§ SOAL TERTULIS 1
Menurut teks tentang larangan berjilbab, lembaga apa yang pada Februari 2012 menerima laporan karyawan dan karyawati Stikom?

§ TEKS KUTIPAN
────────────────────────────────────────

Sebuah
kejutan di akhir Maret lalu datang dari orang nomor 1 di Jawa Tengah, Gubernur
Bibit Waluyo. Himbauannya tentang pelarangan berjilbab besar di lingkungan
rumah sakit. Barangkali banyak dari kita yang ternganga mendengarnya, tapi juga
ada kemungkinan banyak kita yang malah tidak tahu sama sekali. Kebijakan ini
membuat kita berfikir betapa perempuan makin memiliki nilai jual tinggi di
setiap sudutnya. Bahkan perempuan berjilbab besar yang seringkali dipandang
sebelah mata pun memiliki nilai tersendiri. Ada sesuatu di diri mereka para
perempuan yang seringkali bisa menyibukkan para pengambil kebijakan, yang pada
umumnya kaum lelaki untuk membuat sebuah himbauan atau peraturan bahkan
pelarangan. Faktanya, betapa perempuan masih sangat menarik untuk dibahas,
terlepas dari itu popular atau tidak.
Kasus
pelarangan menggunakan jilbab oleh pejabat publik ini bukanlah yang pertama. Februari
2012 yang lalu, DPRD Surabaya menerima laporan dari beberapa karyawan dan
karyawati di Sekolah Tinggi Manajemen Informatika dan Teknik Komputer (Stikom)
yang mengadu atas larangan mengenakan busana muslim (jilbab) di sekitar kampus.
Selain itu, pada tahun yang sama, di Cirebon, sekolah Geeta International
School juga melarang siswinya menggunakan jilbab (muslimdaily/dakwatuna).
Sebenarnya
himbauan ini –yang ada kemungkinan akan digiring menjadi produk hukum- tidak
beda jauh dengan himbauan rekan-rekannya di daerah lainnya, himbauan yang dinilai
kurang popular. Seperti halnya himbauan Walikota Lhok Seumawe, Aceh, Suaidi Yahya
tentang dhuek phang atau yang lebih kita kenal dengan pelarangan duduk
mengangkang di sepeda motor bagi perempuan yang dibonceng. Atau himbaun Bupati
Aceh Barat, tentang celana jeans vs rok. Sedikit mundur lebih jauh, tentang
himbauan pelarangan perempuan keluar di atas pukul 8 malam tanpa muhrim di
Sumatera Barat, tepatnya di kota Padang. Walau untuk 3 himbauan terakhir ini
lebih di dasarkan pada perbaikan moral dan perlindungan harkat dan martabat
perempuan, tetapi tetap saja himbauan-himbauan itu secara implisit menggilas
hak-hak perempuan.

────────────────────────────────────────

§ KUMPULAN DAFTAR
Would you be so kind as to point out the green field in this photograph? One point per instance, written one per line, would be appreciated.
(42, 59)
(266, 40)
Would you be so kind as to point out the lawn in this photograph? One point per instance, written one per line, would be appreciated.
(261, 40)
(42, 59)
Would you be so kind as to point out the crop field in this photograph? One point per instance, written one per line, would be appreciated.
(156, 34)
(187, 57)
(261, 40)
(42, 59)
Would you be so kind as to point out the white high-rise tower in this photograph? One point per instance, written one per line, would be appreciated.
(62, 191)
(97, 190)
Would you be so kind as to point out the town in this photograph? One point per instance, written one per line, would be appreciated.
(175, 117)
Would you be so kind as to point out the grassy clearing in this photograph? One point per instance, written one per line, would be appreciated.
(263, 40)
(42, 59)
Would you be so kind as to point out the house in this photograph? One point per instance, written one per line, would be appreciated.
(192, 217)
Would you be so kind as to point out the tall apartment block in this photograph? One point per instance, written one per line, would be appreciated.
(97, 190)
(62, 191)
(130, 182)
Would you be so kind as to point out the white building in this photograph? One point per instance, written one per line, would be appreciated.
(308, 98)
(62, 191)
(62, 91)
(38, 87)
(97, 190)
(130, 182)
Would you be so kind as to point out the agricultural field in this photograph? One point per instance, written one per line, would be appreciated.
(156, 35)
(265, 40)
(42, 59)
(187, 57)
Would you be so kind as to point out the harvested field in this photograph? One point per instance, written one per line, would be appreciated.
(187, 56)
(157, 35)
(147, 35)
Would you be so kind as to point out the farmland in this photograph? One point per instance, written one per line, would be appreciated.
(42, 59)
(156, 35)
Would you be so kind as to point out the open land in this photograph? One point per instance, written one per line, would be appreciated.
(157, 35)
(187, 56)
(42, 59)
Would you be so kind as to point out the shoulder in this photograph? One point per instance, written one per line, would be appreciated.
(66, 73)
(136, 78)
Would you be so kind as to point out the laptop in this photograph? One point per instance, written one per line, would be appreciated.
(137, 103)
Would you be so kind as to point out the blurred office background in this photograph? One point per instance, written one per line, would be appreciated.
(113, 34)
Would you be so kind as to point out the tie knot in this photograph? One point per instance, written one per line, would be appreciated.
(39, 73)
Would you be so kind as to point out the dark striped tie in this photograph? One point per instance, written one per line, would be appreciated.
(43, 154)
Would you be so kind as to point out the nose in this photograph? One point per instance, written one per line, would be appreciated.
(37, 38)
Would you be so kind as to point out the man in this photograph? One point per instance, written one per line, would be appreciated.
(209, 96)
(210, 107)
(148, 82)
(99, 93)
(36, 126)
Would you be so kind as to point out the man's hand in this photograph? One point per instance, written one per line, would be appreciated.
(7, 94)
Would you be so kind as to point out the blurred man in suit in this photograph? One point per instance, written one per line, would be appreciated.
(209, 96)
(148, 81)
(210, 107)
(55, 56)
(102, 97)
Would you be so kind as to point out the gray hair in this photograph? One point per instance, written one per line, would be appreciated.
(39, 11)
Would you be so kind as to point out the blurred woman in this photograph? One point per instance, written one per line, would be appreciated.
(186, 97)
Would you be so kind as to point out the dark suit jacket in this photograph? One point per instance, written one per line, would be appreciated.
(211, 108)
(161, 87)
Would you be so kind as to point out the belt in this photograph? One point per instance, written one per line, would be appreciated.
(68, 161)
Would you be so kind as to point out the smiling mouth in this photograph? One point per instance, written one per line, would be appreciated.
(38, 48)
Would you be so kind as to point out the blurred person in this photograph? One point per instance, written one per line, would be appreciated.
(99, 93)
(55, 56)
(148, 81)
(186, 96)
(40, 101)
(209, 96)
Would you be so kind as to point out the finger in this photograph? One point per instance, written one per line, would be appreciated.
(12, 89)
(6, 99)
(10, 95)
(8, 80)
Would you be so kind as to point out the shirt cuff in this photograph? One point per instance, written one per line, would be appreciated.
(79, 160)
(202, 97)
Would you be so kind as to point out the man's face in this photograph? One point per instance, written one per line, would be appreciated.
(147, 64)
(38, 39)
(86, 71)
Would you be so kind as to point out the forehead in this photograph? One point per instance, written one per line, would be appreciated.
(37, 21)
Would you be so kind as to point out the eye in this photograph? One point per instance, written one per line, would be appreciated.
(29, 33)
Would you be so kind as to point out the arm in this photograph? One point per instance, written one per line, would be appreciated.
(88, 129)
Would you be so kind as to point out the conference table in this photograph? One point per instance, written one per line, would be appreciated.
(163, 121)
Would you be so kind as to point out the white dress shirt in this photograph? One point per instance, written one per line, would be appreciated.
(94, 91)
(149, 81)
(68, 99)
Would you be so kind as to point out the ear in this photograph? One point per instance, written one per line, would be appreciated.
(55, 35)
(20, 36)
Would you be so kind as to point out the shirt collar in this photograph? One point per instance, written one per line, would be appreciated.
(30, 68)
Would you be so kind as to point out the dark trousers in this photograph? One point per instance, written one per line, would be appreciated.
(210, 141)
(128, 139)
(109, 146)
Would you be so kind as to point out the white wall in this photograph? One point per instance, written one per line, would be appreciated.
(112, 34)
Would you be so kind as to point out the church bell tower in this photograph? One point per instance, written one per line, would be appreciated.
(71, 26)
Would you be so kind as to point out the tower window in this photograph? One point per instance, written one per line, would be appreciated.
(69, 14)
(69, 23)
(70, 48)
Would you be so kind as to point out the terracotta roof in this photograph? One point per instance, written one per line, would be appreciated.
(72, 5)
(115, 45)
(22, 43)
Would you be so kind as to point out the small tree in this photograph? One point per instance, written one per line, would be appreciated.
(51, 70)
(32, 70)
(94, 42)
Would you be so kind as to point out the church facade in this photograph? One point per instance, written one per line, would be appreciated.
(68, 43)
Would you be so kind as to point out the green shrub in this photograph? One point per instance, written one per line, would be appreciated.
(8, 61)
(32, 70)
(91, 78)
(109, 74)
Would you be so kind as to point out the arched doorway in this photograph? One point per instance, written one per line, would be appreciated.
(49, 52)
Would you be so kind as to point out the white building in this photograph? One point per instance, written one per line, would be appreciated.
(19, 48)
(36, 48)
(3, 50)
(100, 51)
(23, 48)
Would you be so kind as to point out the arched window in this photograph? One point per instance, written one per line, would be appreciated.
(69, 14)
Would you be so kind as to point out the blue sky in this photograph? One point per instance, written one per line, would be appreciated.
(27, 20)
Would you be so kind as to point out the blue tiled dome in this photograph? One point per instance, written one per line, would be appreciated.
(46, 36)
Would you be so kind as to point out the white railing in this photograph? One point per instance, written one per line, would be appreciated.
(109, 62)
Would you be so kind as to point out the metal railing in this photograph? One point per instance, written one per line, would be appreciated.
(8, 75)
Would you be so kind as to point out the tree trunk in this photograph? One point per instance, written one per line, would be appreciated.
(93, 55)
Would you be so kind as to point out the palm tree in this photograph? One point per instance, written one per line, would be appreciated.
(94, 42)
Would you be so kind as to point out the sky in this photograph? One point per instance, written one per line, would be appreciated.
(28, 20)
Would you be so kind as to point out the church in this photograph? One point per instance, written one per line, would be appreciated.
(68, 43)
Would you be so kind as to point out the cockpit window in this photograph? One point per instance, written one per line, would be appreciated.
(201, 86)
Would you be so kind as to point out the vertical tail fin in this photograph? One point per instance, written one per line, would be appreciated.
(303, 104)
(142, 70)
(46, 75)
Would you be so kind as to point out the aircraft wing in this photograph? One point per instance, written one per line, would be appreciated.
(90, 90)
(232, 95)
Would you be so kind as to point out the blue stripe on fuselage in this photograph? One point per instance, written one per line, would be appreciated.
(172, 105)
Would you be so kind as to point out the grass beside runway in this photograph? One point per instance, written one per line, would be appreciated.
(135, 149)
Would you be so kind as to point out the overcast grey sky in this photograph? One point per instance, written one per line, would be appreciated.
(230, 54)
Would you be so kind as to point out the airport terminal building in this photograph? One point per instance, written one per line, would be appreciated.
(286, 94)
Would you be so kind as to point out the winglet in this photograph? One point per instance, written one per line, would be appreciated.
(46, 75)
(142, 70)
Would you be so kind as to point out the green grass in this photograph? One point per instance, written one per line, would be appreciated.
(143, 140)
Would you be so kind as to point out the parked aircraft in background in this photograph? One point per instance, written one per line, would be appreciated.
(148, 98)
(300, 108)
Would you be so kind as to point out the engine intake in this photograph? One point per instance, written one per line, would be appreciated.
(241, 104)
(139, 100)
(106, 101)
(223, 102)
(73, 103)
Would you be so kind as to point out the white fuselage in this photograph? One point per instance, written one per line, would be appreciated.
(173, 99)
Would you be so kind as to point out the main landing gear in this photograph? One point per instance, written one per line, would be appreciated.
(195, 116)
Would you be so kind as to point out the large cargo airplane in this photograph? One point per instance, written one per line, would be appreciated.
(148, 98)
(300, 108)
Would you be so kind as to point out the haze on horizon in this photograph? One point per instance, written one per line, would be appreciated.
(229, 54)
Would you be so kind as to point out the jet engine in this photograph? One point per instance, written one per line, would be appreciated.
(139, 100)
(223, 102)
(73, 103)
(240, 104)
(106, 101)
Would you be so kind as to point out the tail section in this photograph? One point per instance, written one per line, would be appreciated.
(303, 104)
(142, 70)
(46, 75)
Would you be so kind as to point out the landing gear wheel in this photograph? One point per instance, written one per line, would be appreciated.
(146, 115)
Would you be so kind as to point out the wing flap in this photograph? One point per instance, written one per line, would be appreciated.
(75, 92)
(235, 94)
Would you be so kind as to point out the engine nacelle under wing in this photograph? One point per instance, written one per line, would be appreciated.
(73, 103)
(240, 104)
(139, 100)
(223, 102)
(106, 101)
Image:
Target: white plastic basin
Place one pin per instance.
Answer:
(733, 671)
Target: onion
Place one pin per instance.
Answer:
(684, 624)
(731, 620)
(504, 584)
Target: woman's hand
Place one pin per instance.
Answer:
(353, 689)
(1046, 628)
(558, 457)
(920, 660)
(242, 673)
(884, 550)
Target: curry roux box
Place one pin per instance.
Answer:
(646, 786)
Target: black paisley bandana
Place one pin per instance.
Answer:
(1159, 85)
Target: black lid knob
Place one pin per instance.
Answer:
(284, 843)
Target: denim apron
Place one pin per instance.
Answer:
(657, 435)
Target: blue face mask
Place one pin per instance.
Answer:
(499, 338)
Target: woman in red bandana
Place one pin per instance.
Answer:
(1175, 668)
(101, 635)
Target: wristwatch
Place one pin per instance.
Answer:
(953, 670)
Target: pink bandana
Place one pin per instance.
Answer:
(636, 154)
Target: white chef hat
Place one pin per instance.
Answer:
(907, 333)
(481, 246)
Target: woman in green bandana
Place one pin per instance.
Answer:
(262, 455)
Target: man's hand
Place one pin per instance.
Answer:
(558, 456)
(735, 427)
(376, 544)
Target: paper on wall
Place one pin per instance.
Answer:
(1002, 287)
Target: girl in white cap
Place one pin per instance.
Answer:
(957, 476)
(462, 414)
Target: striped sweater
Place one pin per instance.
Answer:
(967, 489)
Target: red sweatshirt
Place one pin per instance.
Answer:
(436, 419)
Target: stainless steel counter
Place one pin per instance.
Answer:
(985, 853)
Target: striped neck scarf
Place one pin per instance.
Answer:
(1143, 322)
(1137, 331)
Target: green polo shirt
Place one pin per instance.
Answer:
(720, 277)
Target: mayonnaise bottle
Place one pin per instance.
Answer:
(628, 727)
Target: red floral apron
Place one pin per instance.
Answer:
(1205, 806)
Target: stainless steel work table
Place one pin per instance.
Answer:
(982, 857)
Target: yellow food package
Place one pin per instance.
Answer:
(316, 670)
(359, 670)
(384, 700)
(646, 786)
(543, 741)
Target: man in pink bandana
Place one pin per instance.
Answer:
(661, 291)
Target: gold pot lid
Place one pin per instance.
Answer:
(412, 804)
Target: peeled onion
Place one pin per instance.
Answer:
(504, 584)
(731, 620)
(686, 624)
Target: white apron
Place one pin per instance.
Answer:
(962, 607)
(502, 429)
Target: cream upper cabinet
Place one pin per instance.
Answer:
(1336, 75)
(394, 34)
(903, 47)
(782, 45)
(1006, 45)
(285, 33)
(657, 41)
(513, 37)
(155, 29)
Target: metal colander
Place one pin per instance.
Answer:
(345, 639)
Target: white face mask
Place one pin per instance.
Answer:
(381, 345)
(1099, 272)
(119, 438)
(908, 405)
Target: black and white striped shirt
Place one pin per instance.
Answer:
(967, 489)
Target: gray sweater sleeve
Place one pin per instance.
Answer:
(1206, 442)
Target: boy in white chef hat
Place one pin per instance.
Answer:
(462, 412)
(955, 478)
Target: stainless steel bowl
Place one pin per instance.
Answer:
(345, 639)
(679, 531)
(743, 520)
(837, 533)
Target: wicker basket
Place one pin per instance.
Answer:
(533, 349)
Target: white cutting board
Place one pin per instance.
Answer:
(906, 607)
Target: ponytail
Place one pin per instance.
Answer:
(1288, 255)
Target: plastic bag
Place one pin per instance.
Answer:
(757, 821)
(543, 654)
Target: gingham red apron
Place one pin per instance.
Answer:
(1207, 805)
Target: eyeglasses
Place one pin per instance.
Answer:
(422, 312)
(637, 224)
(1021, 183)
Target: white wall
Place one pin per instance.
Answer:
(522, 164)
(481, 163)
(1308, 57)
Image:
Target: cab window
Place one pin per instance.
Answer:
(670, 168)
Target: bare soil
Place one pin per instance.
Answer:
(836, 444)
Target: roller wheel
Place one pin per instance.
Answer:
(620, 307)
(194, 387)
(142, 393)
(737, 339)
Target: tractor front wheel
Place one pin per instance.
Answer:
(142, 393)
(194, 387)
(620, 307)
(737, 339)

────────────────────────────────────────

§ SOAL TERTULIS 2
Masukkan bagian daftar yang dimulai dari baris berisi "Target: bare soil" sampai akhir daftar ke dalam tabel Markdown dengan kolom No dan Baris, tanpa baris kosong.

§ JAWABAN TERTULIS 1
DPRD Surabaya.

§ JAWABAN TERTULIS 2
| No | Baris |
|---|---|
| 1 | Target: bare soil |
| 2 | Place one pin per instance. |
| 3 | Answer: |
| 4 | (836, 444) |
| 5 | Target: roller wheel |
| 6 | Place one pin per instance. |
| 7 | Answer: |
| 8 | (620, 307) |
| 9 | (194, 387) |
| 10 | (142, 393) |
| 11 | (737, 339) |
| 12 | Target: tractor front wheel |
| 13 | Place one pin per instance. |
| 14 | Answer: |
| 15 | (142, 393) |
| 16 | (194, 387) |
| 17 | (620, 307) |
| 18 | (737, 339) |